* How to complete this task
Going through the lines below, tally those that include "test", and give only the number.

————————

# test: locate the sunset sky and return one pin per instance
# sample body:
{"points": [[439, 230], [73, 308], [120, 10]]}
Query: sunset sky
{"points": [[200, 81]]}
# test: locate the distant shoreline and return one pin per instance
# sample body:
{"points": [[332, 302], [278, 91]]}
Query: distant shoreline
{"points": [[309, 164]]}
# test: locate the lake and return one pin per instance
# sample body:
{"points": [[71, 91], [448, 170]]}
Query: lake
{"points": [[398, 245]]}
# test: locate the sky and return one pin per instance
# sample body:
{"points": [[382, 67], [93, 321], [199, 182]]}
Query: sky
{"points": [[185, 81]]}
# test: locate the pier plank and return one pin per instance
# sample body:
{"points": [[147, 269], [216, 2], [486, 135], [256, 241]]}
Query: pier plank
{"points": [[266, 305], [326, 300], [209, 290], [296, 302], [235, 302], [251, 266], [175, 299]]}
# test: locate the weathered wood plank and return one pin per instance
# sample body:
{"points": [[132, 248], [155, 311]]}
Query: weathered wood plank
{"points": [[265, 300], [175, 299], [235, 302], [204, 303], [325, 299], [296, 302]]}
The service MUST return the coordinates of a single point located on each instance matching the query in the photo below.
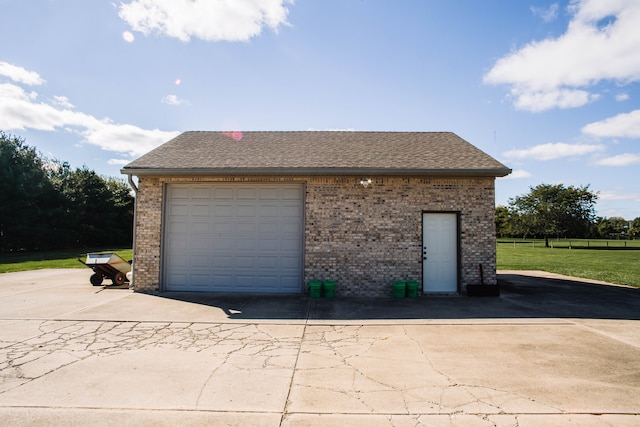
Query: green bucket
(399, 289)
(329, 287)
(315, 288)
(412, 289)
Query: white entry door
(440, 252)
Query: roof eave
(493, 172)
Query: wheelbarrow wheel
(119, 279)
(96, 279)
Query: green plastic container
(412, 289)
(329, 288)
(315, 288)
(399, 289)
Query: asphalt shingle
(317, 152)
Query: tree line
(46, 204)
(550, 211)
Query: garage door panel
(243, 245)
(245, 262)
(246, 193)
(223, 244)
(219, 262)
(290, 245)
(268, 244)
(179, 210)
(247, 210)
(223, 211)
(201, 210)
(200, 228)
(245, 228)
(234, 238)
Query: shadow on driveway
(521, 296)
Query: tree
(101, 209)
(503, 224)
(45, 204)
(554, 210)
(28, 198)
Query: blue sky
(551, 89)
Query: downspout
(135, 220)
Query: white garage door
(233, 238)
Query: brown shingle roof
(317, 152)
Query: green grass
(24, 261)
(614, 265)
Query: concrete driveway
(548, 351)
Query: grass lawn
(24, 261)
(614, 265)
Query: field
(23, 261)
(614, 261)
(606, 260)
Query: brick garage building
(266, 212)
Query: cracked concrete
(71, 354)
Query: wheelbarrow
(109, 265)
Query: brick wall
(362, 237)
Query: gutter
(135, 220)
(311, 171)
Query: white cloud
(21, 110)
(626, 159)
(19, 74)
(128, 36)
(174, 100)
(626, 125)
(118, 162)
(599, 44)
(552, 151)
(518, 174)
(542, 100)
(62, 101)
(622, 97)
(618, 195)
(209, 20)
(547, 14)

————————

* Your response
6